**Tasks:**
**a)** Who are the participants listed in the operations meeting minutes below?
**b)** Answer these questions from the operations meeting minutes below:
(i) On what day and at what time was the meeting held?
(ii) Who took the minutes?
(iii) Which servers is Grant to confirm will be removed?

**Source document:**
== == ==
Operations/Minutes/2024-09-19
OpenStreetMap Foundation, Operations Meeting - Draft minutes
These minutes do not go through a formal acceptance process.
This is not strictly an Operations Working Group (OWG) meeting.
Thursday 19 September 2024, 19:00 London time
Location: Video room at https://osmvideo.cloud68.co
Participants
- Grant Slater (OWG)
- Tom Hughes (OWG)
- Paul Norman (OWG)
Minutes by Dorothea Kazazi.
New action items from this meeting
- Grant to create a ticket for action item [2024-08-08] OPS to evaluate Fastly Security (DDOS) Protections we could use. [Topic: Cloudflare / Fastly]
- Grant to create an IP blocklist. [2024-09-19 Reportage].
- Paul to add the OpenMapTiles application to the next agenda, together with the editor inclusion policy. [2024-09-19 Reportage]
- Grant to come up with estimates for space needs in next 5 years and cost for Ironbelly replacement. [2024-09-19 topic: Ironbelly Replacement?]
- Grant to confirm that the AArnet servers will be removed and to ask the Australian community whether there is interest in hosting/providing a render server in Australia or Asia/Pacific. [2024-09-19 topic: AArnet Servers going away]
Reportage
To work on the builder for Debian packages
Related to action item [2024-08-08] Grant to work on the builder for Debian packages [Topic: apt.openstreetmap.org next steps?].
== == ==
Stored items from a collection
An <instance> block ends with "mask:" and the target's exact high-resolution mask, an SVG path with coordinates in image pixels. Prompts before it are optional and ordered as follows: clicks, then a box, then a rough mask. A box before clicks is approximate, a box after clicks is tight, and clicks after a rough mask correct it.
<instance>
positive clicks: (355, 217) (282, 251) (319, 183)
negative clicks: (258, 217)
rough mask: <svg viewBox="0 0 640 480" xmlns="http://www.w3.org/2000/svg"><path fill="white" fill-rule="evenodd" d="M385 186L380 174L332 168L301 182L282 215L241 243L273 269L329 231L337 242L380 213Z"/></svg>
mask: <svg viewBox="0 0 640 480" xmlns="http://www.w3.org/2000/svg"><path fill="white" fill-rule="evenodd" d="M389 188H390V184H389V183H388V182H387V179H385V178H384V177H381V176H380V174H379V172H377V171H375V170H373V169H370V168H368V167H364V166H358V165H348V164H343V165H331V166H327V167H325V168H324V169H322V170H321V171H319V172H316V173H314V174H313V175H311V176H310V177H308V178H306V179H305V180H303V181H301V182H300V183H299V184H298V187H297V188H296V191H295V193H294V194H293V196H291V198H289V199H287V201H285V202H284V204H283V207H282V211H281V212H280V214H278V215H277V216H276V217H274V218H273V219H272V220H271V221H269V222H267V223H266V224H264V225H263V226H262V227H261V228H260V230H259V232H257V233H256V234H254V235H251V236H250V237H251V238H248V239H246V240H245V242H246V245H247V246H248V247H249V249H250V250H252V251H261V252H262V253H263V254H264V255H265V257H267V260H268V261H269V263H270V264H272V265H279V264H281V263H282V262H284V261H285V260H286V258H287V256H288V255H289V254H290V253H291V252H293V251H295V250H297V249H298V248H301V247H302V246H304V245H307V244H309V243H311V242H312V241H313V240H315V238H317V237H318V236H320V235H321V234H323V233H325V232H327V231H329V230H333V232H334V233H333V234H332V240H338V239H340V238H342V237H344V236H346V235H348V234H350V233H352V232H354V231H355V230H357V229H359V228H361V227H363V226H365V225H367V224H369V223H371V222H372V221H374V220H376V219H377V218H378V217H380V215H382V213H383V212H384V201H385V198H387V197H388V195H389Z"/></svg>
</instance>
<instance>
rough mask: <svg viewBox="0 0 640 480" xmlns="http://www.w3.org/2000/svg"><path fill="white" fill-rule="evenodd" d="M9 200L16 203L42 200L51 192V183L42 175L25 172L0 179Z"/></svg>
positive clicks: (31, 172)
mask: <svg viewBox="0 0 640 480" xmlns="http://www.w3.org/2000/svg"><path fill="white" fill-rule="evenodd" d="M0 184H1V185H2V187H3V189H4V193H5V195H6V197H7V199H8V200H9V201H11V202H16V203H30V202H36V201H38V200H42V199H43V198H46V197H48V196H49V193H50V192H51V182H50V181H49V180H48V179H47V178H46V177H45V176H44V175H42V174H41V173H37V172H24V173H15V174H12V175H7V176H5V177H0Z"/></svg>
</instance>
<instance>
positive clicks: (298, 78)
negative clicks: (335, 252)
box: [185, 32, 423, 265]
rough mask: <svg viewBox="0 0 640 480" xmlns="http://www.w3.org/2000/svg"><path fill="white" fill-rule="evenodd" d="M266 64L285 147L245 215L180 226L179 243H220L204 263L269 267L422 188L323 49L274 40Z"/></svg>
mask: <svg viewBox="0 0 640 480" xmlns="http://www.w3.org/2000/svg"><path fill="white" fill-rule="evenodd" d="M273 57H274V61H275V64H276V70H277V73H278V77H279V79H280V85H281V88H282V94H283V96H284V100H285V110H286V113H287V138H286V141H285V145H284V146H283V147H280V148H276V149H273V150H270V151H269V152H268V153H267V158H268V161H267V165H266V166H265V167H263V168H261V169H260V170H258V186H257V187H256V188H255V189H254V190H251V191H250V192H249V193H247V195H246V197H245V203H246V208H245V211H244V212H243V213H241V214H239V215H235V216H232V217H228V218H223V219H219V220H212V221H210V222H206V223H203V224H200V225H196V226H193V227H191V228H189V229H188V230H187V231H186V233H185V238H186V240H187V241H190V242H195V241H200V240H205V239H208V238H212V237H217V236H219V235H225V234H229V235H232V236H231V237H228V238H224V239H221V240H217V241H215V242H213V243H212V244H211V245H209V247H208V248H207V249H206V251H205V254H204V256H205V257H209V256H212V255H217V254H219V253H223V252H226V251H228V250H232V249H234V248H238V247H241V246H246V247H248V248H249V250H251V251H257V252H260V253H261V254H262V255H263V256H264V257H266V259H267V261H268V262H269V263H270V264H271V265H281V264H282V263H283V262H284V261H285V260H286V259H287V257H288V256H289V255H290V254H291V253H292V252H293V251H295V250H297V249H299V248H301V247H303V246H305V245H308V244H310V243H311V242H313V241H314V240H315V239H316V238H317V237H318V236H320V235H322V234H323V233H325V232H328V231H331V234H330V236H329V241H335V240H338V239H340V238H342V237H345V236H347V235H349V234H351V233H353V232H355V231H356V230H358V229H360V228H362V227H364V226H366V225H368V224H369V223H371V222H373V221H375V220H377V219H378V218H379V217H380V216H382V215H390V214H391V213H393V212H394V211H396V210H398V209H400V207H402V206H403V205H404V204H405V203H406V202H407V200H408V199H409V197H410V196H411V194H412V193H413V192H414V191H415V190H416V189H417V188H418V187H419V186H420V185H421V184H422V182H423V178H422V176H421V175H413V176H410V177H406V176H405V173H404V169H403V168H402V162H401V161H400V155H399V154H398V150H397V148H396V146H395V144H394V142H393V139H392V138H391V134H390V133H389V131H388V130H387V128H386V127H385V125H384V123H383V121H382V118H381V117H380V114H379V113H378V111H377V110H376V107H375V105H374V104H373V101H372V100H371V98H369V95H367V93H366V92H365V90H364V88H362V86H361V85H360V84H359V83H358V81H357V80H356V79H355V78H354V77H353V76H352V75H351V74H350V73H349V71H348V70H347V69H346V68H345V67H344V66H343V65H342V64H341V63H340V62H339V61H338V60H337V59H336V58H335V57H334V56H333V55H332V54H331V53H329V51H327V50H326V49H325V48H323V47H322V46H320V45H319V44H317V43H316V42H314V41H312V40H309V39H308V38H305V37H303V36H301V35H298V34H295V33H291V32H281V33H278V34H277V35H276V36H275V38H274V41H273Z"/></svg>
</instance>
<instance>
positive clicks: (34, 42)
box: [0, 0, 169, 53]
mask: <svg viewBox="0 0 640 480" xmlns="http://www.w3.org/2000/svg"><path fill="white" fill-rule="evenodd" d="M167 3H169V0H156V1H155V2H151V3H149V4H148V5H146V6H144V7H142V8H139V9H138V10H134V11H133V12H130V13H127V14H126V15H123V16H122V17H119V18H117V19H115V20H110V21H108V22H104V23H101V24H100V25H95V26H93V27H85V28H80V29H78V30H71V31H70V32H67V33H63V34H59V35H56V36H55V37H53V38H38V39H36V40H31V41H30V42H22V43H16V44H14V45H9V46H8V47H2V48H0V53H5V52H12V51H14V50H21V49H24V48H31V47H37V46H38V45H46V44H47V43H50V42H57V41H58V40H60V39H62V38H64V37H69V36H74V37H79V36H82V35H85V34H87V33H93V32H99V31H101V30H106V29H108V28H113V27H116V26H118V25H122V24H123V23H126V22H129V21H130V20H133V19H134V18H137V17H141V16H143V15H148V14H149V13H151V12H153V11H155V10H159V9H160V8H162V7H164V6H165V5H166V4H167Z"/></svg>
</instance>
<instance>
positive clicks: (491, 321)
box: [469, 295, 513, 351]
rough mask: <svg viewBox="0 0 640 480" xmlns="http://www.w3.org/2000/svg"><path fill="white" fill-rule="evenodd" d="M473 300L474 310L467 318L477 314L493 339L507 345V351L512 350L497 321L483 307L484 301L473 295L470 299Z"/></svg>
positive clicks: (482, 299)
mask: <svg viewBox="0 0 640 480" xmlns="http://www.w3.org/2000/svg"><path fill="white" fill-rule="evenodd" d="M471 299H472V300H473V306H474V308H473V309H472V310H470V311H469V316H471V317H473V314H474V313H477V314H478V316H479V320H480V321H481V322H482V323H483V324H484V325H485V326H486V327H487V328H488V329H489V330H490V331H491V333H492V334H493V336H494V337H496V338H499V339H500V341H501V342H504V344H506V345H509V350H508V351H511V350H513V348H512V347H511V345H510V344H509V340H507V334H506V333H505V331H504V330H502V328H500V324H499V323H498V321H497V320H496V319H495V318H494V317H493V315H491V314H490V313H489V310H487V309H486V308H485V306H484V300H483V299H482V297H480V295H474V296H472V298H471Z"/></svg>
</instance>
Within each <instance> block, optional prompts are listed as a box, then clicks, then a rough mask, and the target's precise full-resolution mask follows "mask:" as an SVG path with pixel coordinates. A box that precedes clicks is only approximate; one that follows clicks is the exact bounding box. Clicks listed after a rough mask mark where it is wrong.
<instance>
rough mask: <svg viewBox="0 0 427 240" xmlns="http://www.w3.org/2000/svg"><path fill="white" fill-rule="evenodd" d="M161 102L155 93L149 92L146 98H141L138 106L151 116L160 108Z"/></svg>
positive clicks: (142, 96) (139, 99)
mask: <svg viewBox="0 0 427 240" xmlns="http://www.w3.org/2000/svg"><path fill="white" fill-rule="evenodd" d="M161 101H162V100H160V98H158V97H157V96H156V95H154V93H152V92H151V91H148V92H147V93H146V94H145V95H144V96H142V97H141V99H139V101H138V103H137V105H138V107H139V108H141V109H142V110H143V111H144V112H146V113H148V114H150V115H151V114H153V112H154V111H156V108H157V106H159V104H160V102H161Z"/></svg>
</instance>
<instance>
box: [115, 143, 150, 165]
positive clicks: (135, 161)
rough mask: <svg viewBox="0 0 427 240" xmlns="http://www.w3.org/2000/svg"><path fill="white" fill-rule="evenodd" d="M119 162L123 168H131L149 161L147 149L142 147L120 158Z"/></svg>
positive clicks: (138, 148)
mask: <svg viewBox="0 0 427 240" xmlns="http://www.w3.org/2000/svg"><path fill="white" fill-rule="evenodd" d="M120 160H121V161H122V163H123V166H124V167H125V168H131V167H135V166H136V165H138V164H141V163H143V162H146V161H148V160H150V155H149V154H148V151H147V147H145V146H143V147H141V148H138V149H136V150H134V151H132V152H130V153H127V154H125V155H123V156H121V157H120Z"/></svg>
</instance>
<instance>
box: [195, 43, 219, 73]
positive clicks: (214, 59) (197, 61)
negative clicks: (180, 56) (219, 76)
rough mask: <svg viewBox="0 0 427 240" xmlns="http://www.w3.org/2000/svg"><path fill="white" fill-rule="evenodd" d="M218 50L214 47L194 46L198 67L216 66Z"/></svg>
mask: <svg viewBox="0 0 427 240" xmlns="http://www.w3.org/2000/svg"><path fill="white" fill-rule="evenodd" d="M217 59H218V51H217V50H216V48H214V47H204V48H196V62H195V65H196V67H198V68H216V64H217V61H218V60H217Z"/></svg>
== == ==
**Task-by-task results:**
**a)**
- Grant Slater (OWG)
- Tom Hughes (OWG)
- Paul Norman (OWG)

**b)**
(i) Thursday 19 September 2024, 19:00 London time
(ii) Dorothea Kazazi
(iii) The AArnet servers